RECORDS SHOWN:
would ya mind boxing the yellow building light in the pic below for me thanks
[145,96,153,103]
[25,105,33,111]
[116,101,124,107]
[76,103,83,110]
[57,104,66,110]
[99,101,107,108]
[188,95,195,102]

WHAT TO WORK ON: Every line of the material is to be transcribed exactly.

ANSWER BOX:
would ya mind boxing the yellow building light in the pic below for me thanks
[145,96,153,103]
[25,105,33,111]
[116,101,124,107]
[76,103,83,110]
[57,104,66,110]
[99,101,107,108]
[188,95,195,102]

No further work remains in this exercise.